Entries:
• • • • • • •

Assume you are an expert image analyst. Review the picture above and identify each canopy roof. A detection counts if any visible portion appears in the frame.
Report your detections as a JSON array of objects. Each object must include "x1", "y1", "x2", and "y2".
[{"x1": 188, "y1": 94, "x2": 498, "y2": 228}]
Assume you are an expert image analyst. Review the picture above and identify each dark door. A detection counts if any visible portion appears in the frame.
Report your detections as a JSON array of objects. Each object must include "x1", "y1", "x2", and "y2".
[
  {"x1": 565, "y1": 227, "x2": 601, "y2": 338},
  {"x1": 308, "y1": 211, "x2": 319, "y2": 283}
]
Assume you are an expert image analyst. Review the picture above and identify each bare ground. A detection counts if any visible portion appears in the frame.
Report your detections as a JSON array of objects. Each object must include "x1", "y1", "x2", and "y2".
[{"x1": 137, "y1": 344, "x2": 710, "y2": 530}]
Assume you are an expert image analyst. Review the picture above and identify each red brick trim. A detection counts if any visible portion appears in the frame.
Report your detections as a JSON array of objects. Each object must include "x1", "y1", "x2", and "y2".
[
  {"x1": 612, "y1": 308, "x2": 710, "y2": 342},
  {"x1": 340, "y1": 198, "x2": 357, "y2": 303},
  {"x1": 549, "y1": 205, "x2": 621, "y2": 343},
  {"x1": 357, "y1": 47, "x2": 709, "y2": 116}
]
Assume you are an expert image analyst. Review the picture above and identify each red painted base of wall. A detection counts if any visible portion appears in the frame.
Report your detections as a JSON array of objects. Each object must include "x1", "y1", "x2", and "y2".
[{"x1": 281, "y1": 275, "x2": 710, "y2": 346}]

• • • • • • •

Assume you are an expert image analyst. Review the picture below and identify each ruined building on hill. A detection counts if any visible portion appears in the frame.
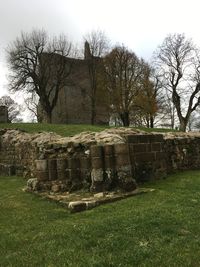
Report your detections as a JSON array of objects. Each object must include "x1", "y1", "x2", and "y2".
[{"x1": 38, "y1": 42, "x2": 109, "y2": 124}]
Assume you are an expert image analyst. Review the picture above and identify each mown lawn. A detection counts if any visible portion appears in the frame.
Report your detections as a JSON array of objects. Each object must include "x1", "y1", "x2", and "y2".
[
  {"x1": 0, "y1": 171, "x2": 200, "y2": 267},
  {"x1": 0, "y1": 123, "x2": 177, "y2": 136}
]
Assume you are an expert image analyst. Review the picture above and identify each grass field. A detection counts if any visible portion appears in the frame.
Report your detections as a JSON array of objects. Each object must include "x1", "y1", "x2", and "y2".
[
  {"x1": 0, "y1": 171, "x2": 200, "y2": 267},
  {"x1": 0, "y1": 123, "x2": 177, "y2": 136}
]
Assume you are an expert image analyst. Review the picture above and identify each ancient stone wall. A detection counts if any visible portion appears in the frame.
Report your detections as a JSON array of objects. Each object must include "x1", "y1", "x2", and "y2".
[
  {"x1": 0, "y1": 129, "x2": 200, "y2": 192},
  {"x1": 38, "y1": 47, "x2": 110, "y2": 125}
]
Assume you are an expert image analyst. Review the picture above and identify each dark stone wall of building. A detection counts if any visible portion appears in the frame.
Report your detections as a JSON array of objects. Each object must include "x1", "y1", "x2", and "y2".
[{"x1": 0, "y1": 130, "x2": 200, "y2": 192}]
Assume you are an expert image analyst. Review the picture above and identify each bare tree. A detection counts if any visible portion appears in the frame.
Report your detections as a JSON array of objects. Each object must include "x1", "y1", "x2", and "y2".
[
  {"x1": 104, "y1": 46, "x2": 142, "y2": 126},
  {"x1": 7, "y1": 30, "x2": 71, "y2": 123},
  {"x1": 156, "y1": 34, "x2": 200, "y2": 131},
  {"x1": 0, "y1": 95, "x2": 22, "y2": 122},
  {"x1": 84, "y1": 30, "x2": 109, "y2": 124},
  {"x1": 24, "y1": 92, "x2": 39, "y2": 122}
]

• • • • • • •

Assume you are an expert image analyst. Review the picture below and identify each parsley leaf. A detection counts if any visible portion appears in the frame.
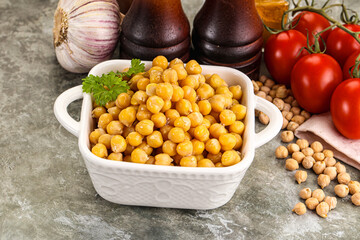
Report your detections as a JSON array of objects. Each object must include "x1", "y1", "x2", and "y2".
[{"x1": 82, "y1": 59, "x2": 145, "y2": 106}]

• • • • • • •

Directions:
Filter the lines above, keeping only those that contain the string "wall", and copy each kept line in full. Treat the match as case-sensitive.

Exercise output:
Assume you are an expert image analyst. Review the picture above and identify each red painted base of wall. A detection counts if any visible portion appears in the frame.
Assume you are an expert image analyst. Review the picture above and identify each ancient stone wall. A detection counts if any visible portion appears in the frame.
Assume you are an expert image analyst. Review the picture above and identify each dark stone wall of building. A detection counts if any visible portion appears in the frame.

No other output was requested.